> _Stated problem_
Reproduce the entire listing below verbatim, line for line, leaving out the pictures.

# Start of Information provided

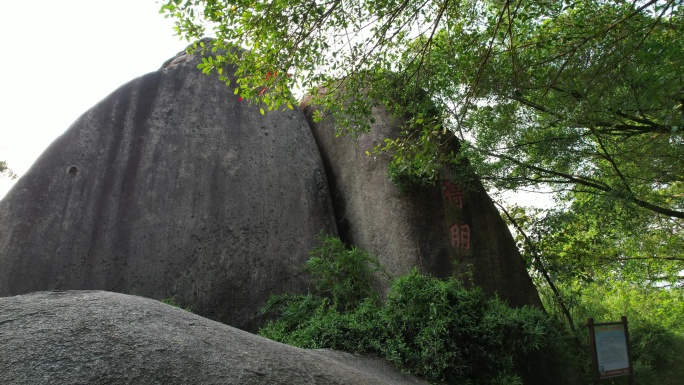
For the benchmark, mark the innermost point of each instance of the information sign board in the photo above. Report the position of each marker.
(610, 348)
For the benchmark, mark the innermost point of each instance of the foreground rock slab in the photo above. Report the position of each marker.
(96, 337)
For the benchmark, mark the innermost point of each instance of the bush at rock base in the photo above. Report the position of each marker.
(434, 328)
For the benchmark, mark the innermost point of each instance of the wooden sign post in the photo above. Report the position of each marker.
(611, 353)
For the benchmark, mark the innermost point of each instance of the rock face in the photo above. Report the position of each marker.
(440, 229)
(94, 337)
(170, 188)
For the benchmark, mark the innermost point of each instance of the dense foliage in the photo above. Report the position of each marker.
(624, 263)
(434, 328)
(583, 98)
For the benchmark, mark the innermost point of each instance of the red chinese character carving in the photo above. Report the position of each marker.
(460, 236)
(454, 194)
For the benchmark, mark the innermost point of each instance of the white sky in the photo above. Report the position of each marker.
(60, 57)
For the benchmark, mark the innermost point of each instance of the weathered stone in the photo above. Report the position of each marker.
(415, 228)
(171, 187)
(95, 337)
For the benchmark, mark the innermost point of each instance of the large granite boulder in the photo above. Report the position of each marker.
(444, 229)
(95, 337)
(171, 187)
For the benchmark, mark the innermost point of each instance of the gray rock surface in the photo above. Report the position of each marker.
(416, 227)
(95, 337)
(170, 188)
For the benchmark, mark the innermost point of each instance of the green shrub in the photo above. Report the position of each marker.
(433, 328)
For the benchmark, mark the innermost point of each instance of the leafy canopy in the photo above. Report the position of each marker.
(434, 328)
(584, 96)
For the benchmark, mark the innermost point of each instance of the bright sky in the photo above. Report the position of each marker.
(61, 57)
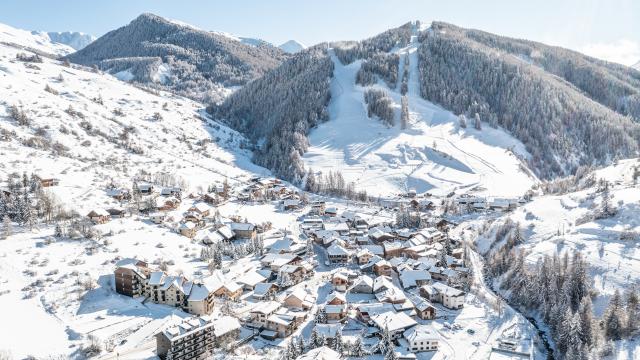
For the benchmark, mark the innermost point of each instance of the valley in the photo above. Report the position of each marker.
(321, 202)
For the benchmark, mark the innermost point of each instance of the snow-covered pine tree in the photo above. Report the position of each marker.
(612, 320)
(477, 123)
(404, 112)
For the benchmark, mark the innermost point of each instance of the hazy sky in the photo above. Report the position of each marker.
(608, 29)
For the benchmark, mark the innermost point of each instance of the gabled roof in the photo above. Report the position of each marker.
(321, 353)
(393, 321)
(225, 325)
(337, 250)
(420, 333)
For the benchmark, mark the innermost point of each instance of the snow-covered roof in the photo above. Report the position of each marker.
(393, 321)
(420, 333)
(225, 325)
(321, 353)
(242, 226)
(337, 250)
(251, 278)
(199, 292)
(186, 327)
(409, 277)
(447, 290)
(261, 289)
(266, 307)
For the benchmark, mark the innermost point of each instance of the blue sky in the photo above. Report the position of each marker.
(606, 29)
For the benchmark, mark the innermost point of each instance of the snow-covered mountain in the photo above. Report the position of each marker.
(77, 120)
(37, 41)
(508, 130)
(292, 47)
(170, 55)
(76, 40)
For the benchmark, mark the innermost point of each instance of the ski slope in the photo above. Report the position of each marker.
(182, 141)
(552, 224)
(433, 155)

# End of Information provided

> _Exercise answer_
For the benchmark, mark the innermost point of each instance of the information sign board in the photo above. Report the position of each marker.
(610, 348)
For the benchmark, mark the innermost point of each instance of the foreground rock slab in the photo above. Report the position of each marker.
(96, 337)
For the benchmark, mark the innermost point of each instance of the bush at rock base in the photo above. Report the position of each marker.
(434, 328)
For the benchmark, mark the innermost point of each instance of the wooden sign post in the photo above. Report the position of each marker.
(611, 353)
For the benchmark, mark the innermost point of each instance of the rock face in the photo above. Report the position of each marker.
(440, 229)
(94, 337)
(170, 188)
For the benchmark, mark the innermost point of each instance of the dense foliage in the photo above. Report the position of each marker.
(624, 263)
(434, 328)
(583, 98)
For the benchmark, mark the innermost point of each instance of the red chinese character carving in the photo above. Report the position of each marker.
(460, 236)
(454, 194)
For the benchmark, mark the innermost point of each instance of the white sky in the photo above. Report the position of each marker.
(60, 57)
For the benchmark, mark the innermost point of each instance of the weathered stone in the photo above. Report the position of each marker.
(415, 228)
(171, 187)
(95, 337)
For the benchmark, mark the innermost point of each instance of the large granite boulder in the photo above. Report the position of each marker.
(444, 229)
(95, 337)
(171, 187)
For the benchmark, mark the innermost point of each instance of the gray rock surface in the photo above. Report the position of each marker.
(416, 227)
(95, 337)
(170, 188)
For the benchmark, mark the innermost point of each instance of the green shrub in the photo above. Report the position of each marker.
(433, 328)
For the benchmark, mark the innermost point of each instance of the leafy canopy in the photo above. Report the position of each marker.
(434, 328)
(584, 96)
For the benchmark, mark the innermost point of each instance of the bright sky in the photo above. Report the position of each marker.
(61, 57)
For the benchmark, mark the innermost point of each instance of the valley in the photo above. Report the position of each marker.
(321, 202)
For the benchmark, mark the innermost point of each instance of the snow-covered pine tree in the photo above. Report the position of each marker.
(612, 320)
(477, 123)
(404, 112)
For the benchmark, mark the innermost point of each instance of the hazy sky in the photo above. Report the position of each marker.
(608, 29)
For the benchmark, mark the innermost point of each instance of the gabled roof in the photo above. Report the position of each marker.
(321, 353)
(393, 321)
(225, 325)
(337, 250)
(420, 333)
For the benchmark, mark the innermost point of each instance of the snow-covered roof in the photo above. Report the position of each marker.
(393, 321)
(420, 333)
(225, 325)
(321, 353)
(242, 226)
(337, 250)
(251, 278)
(199, 292)
(186, 327)
(409, 277)
(447, 290)
(261, 289)
(266, 307)
For the benchmark, mark the innermost point of each instance of the blue sky in the photo above. Report the position of each marker.
(606, 29)
For the benchmark, mark the innermost point of each instance of the snow-covered mountain in the photo above. Report the position of each marker.
(77, 120)
(37, 41)
(508, 130)
(292, 47)
(170, 55)
(76, 40)
For the benchmark, mark the innermost point of each instance of the ski slope in the photo above. Report the position of each marker.
(182, 141)
(552, 224)
(433, 155)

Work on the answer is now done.